## Task prompt
Rewrite the part of the material that opens with the line containing "of the shower" and closes with the line containing "point(335, 466)", keeping every line. Shift each x and y coordinate in the answers by adding 75.

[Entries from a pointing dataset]
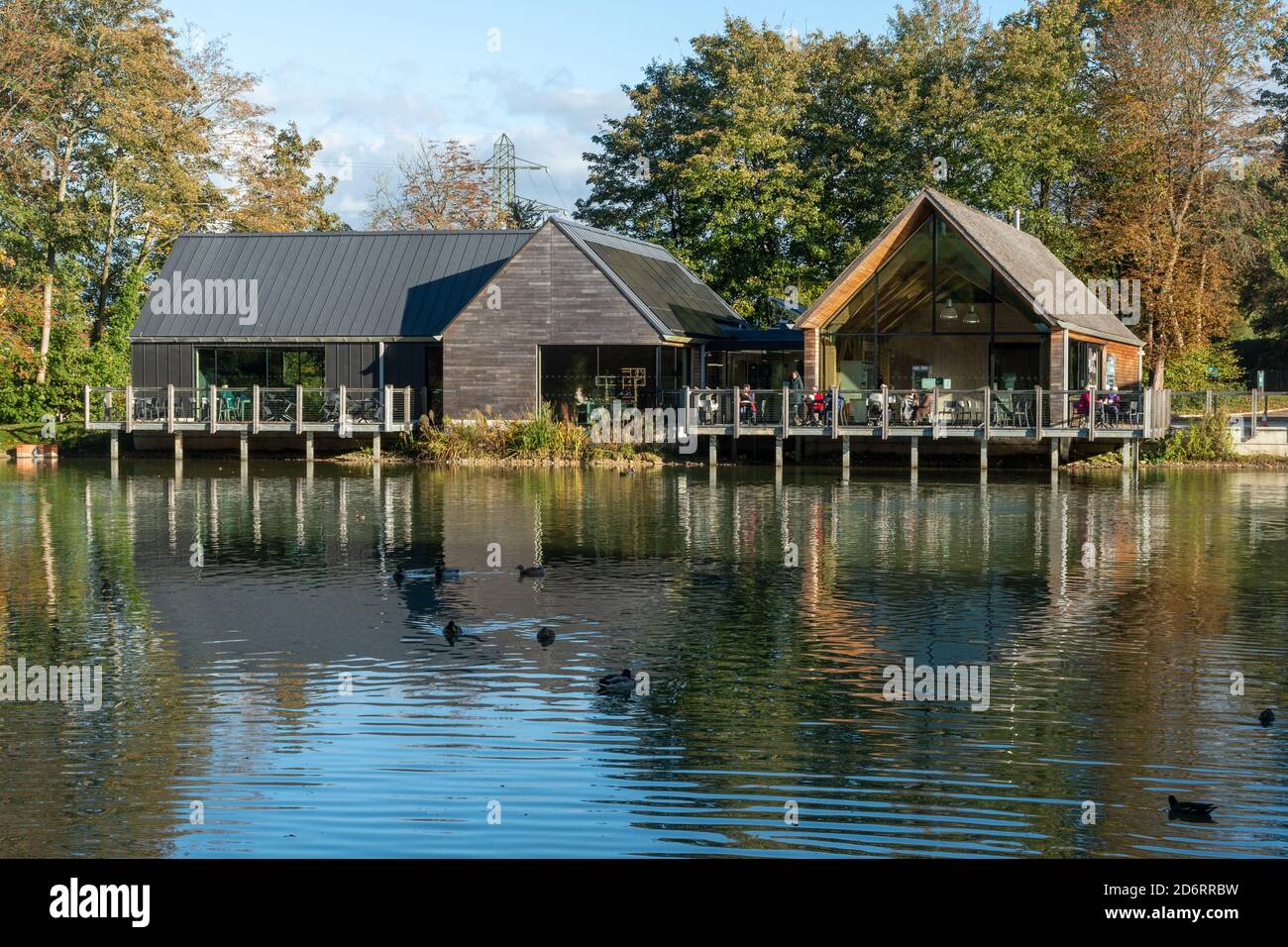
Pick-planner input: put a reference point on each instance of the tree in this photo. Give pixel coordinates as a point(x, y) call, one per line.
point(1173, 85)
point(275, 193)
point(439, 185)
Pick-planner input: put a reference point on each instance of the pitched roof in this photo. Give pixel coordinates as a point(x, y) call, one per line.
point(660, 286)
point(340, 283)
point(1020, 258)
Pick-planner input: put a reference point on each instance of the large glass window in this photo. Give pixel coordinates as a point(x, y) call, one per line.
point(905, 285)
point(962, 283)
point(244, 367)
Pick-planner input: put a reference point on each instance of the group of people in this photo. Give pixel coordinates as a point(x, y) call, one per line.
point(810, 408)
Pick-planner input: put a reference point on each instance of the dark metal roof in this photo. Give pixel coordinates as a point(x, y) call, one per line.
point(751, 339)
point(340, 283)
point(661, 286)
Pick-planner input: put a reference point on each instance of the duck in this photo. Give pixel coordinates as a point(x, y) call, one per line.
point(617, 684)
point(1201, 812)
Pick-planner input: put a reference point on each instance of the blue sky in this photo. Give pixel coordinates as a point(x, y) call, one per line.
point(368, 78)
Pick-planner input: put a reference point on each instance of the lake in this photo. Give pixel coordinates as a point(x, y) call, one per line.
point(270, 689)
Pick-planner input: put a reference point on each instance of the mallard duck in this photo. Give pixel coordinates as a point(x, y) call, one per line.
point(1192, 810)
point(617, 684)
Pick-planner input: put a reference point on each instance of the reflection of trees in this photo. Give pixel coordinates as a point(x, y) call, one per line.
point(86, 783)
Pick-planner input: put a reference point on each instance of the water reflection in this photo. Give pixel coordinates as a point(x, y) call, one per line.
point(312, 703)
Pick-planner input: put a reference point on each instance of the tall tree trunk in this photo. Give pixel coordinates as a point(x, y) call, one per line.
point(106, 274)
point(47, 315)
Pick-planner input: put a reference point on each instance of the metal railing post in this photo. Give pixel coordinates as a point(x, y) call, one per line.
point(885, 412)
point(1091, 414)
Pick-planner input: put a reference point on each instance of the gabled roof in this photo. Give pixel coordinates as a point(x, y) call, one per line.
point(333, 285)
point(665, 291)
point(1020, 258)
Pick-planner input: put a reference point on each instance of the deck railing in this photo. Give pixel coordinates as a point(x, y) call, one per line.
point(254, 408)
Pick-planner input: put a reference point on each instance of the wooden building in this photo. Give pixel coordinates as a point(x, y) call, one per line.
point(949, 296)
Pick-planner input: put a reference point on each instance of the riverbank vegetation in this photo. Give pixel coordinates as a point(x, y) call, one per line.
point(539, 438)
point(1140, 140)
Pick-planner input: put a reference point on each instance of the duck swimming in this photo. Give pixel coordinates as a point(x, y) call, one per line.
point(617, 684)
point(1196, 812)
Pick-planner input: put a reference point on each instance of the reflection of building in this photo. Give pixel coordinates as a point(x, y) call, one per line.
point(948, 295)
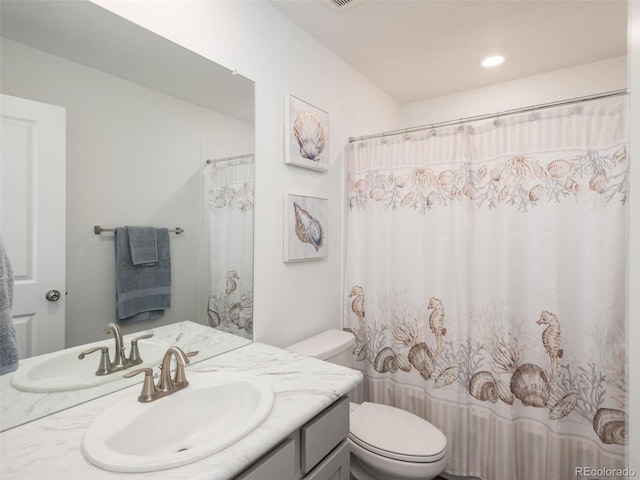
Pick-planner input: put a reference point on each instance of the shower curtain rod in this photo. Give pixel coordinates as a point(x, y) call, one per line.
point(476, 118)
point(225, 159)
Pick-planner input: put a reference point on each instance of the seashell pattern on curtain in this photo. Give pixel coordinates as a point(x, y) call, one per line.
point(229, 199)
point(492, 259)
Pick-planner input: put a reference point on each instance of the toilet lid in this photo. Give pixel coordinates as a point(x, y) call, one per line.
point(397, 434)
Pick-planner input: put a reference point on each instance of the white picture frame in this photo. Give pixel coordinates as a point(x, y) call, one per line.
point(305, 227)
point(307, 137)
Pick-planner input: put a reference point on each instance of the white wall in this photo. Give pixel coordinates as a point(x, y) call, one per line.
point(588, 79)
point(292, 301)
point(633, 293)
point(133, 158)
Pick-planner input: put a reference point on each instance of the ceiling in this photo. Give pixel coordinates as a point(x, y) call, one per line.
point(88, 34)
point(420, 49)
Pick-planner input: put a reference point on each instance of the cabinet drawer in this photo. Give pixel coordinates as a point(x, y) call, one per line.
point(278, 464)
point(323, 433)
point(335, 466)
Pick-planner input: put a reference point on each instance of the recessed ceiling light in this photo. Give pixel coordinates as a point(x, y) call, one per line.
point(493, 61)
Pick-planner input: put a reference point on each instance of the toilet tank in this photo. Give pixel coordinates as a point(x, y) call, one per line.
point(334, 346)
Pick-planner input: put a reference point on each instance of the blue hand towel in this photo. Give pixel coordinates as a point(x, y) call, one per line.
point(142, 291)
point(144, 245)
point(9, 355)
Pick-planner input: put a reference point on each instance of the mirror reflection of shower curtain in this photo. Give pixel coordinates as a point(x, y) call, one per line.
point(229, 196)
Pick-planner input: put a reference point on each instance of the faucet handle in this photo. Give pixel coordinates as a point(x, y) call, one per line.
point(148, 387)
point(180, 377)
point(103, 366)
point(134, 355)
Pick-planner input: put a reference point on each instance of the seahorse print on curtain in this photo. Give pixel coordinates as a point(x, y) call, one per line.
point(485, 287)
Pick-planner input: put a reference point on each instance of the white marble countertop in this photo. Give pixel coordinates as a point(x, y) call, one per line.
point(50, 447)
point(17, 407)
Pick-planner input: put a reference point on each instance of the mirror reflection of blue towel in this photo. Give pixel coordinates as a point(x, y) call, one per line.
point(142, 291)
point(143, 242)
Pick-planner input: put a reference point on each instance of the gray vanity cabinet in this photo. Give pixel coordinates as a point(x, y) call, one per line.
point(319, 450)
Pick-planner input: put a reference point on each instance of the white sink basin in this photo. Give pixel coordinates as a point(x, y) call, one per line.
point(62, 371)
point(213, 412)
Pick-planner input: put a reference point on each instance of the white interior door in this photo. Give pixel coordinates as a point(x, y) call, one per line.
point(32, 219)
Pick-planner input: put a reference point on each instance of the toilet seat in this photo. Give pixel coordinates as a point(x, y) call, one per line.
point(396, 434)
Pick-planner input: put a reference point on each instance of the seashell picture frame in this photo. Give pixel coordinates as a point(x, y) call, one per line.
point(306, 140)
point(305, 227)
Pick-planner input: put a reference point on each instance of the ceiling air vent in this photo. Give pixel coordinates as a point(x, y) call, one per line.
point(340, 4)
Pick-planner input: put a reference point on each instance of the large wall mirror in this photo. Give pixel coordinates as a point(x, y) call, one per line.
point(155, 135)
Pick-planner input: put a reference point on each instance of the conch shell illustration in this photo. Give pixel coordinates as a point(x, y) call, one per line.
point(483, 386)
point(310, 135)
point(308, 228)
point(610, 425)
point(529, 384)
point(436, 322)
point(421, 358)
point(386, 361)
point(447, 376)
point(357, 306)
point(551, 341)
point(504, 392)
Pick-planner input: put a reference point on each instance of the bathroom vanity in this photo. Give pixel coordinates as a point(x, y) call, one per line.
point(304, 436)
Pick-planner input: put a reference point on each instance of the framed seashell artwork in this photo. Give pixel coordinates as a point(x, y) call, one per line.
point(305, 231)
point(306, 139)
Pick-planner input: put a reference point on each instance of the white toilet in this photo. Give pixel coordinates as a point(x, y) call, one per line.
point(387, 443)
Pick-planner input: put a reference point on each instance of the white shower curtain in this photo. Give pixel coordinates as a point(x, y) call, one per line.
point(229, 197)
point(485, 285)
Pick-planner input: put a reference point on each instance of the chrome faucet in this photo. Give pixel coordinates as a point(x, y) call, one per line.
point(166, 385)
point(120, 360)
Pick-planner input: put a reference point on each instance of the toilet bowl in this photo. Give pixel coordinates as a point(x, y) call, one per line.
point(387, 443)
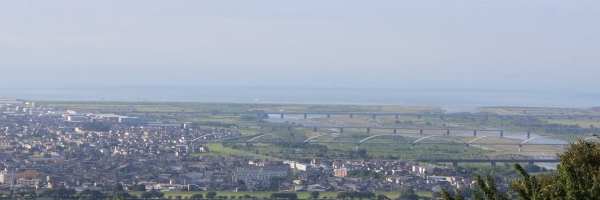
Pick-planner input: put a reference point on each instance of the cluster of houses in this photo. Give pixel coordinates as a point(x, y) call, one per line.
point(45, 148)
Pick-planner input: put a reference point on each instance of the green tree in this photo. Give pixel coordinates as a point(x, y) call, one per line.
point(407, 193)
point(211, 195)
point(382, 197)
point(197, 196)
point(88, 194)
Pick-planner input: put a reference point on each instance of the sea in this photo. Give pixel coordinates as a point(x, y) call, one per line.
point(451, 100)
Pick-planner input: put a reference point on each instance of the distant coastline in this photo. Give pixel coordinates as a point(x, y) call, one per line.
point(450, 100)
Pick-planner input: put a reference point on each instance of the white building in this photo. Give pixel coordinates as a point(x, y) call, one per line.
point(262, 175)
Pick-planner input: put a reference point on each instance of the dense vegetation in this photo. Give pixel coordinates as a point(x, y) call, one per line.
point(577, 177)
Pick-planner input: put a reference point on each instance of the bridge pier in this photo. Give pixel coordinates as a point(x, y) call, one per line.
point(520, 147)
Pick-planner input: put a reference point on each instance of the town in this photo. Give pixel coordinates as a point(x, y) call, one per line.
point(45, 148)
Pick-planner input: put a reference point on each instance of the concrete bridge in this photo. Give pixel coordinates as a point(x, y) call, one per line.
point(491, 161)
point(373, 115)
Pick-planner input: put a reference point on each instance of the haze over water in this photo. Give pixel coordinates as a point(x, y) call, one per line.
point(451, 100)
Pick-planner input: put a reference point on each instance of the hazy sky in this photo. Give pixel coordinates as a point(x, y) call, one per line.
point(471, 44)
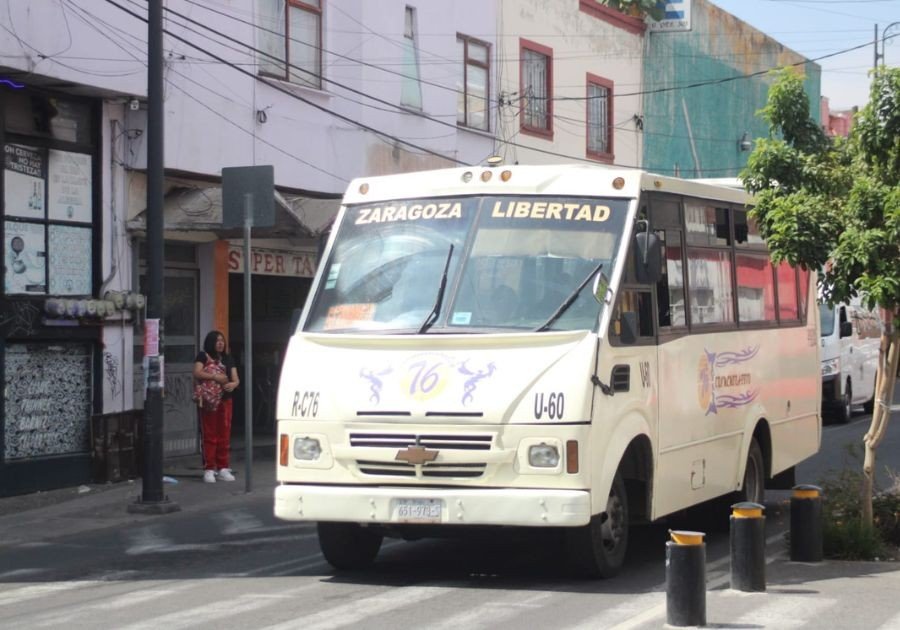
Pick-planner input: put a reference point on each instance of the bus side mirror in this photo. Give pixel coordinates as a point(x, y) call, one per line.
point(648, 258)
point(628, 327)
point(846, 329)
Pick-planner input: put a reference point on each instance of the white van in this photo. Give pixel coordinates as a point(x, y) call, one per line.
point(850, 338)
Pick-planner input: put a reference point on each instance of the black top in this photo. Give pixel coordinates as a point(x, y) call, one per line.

## Answer to this task
Pick-planner input: put a reference point on each instance of the shower curtain rod in this photo. Give pixel coordinates as a point(x, y) call, one per line.
point(551, 193)
point(300, 234)
Pick-planner input: put a reference point on each instance of the seashell pattern on curtain in this photo. Give pixel coordinates as a point(x, y) call, one per line.
point(304, 274)
point(567, 334)
Pick-planner input: put a reference point on each instance of the toilet lid in this photo. Give pixel coordinates as a point(x, y) call, one per line.
point(472, 509)
Pick-planner input: put a reference point on each instance of the white picture frame in this photo. Give pixel coordinates as a point(x, y) call, one per line.
point(380, 302)
point(382, 212)
Pick-planner input: put a reference point on each instance of the white wall in this photo. Give pixel coordinates as a point(x, y) call, one per line.
point(663, 154)
point(367, 376)
point(708, 368)
point(208, 233)
Pick-planner input: put a reference point on each instance of the ceiling in this photo. Give pixel coordinates as a point(x, y) call, one per line.
point(163, 109)
point(495, 124)
Pick-planner input: put a reference point on each instance of the cabinet drawer in this photo. Give pixel coordinates as a point(x, y) call, one per line.
point(353, 539)
point(398, 508)
point(410, 541)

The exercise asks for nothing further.